TUGAS YANG DIMINTA: Menurut kutipan dokumen tentang Hizbullah, pada tanggal berapa barisan bersenjata yang diminta KH Hasyim Asya'ari diresmikan?

KUTIPAN DOKUMEN:
::::::::::
Dalam Jawa Hokokai, KH Hasyim Asya’ri, yang juga sebagai ketua Masyumi bentukan Jepang juga, banyak melihat bagaimana Sukarno secara pragmatis melakukan negoisasi dengan Jepang. Ketika 15 Agustus 1944, Soekarno berhasil membujuk Jepang untuk mengijinkannya membentuk Barisan Pelopor, sebuah organisasi nasionalis yang menggerakan para massa rakyat. Maka KH Hasyim Asya’ari juga meminta diijinkan membentuk barisan bersenjata sendiri, yang diresmikan tgl 4 Desember 1944. Barisan massa Islam ini dinamakan Hizbullah yang artinya Barisan Tentara Allah.


Sikap kebesaran NU, yang saat itu dipimpin hadratusy Syeikh Hasim As’ari ditunjuukan pada saat terjadi kisruh dua kubu dalam menentukan dasar Negara Indonesia. KH. Wahid Hasyim selaku wakil Islam di PPKI setelah mendapat restu dari KH. Hasyim As’ari, menyetujui penghapusan tujuh kata pada Piagam Jakarta dengan pertimbangan persatuan dan kesatuan Indonesia dalam bingkai Negara Kesatuan Republik Indonesia. Ini merupakan kontribusi besar Hadhratusy Syeikh Hasyim As’ari dalam bidang kenegaraan dan kebangsawanannya. Sehingga hingga kini Indonesia masih NKRI.
::::::::::
MATERI HASIL EKSTRAKSI:

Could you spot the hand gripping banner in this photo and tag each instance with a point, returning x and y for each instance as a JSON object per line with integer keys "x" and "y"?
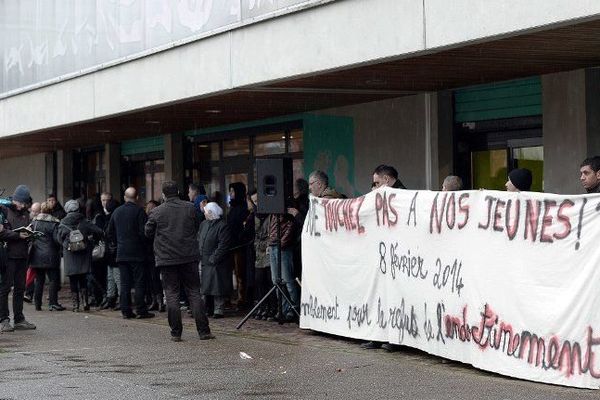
{"x": 507, "y": 282}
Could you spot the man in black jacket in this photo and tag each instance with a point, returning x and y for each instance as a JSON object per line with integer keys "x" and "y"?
{"x": 126, "y": 228}
{"x": 590, "y": 174}
{"x": 174, "y": 225}
{"x": 15, "y": 216}
{"x": 386, "y": 175}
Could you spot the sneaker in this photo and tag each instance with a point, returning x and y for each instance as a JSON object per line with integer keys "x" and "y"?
{"x": 145, "y": 315}
{"x": 56, "y": 307}
{"x": 24, "y": 325}
{"x": 206, "y": 336}
{"x": 5, "y": 326}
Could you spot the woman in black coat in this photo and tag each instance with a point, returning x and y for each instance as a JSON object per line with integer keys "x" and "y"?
{"x": 215, "y": 257}
{"x": 77, "y": 263}
{"x": 44, "y": 258}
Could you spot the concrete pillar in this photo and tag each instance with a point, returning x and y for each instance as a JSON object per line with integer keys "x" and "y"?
{"x": 174, "y": 158}
{"x": 445, "y": 144}
{"x": 571, "y": 126}
{"x": 64, "y": 174}
{"x": 112, "y": 165}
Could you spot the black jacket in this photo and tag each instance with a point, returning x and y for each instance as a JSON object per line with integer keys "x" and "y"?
{"x": 17, "y": 247}
{"x": 79, "y": 262}
{"x": 174, "y": 226}
{"x": 126, "y": 228}
{"x": 45, "y": 252}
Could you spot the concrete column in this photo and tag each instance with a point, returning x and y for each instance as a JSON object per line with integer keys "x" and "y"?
{"x": 112, "y": 165}
{"x": 174, "y": 158}
{"x": 64, "y": 173}
{"x": 571, "y": 126}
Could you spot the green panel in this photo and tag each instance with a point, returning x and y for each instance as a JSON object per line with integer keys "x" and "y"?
{"x": 144, "y": 145}
{"x": 508, "y": 99}
{"x": 329, "y": 146}
{"x": 243, "y": 125}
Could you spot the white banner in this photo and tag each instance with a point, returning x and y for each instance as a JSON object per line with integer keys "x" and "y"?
{"x": 507, "y": 282}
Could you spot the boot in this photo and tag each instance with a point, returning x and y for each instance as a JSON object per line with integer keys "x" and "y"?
{"x": 109, "y": 303}
{"x": 75, "y": 300}
{"x": 86, "y": 300}
{"x": 161, "y": 303}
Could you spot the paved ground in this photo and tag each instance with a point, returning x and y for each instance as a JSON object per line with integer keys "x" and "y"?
{"x": 98, "y": 355}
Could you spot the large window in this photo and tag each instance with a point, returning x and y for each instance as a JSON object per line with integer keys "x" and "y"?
{"x": 218, "y": 160}
{"x": 146, "y": 173}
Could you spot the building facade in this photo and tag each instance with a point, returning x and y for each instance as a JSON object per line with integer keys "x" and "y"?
{"x": 96, "y": 96}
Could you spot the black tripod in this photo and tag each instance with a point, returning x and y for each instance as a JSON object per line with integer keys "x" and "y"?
{"x": 279, "y": 286}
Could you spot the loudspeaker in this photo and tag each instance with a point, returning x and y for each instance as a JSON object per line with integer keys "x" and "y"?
{"x": 275, "y": 185}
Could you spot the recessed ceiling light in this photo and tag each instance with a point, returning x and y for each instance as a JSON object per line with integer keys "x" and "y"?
{"x": 376, "y": 82}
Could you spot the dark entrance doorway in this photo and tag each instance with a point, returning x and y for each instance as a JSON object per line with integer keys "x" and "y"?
{"x": 485, "y": 151}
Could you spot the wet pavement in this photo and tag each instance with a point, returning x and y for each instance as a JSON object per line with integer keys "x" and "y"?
{"x": 99, "y": 355}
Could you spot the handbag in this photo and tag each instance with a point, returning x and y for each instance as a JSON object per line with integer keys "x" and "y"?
{"x": 99, "y": 251}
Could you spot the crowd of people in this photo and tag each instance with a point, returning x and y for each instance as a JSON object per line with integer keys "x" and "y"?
{"x": 179, "y": 254}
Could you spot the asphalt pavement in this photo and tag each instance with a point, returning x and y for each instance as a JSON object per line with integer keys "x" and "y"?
{"x": 99, "y": 355}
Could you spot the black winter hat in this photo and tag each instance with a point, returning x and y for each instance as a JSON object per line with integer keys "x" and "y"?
{"x": 22, "y": 194}
{"x": 521, "y": 178}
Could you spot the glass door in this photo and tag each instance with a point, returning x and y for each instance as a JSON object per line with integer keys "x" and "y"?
{"x": 528, "y": 153}
{"x": 489, "y": 169}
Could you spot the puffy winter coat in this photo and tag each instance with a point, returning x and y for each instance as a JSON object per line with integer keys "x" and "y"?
{"x": 215, "y": 242}
{"x": 45, "y": 252}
::::::::::
HASIL TUGAS: Barisan bersenjata itu diresmikan pada tanggal 4 Desember 1944.